What this task involves
Format every line of the records below as a JSON list of strings, one string per line, skipping blank lines and leaving out the pictures.

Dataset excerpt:
## start

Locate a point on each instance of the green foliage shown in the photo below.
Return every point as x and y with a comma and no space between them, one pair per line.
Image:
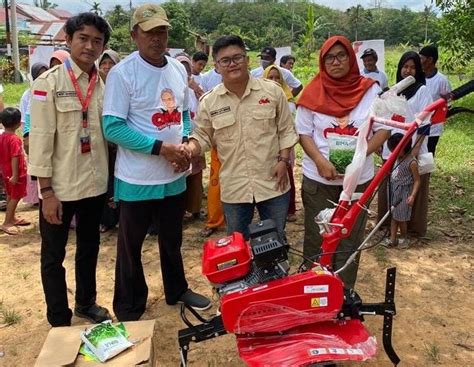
178,15
44,4
13,93
457,32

## end

Solution to this task
[
  "Locate a point on each instance of the green foliage shown in the photo below.",
  "Return every point as x and y with a comma and no space between them, one pair per line.",
  "Image:",
  "178,15",
  "44,4",
  "13,93",
  "457,32"
]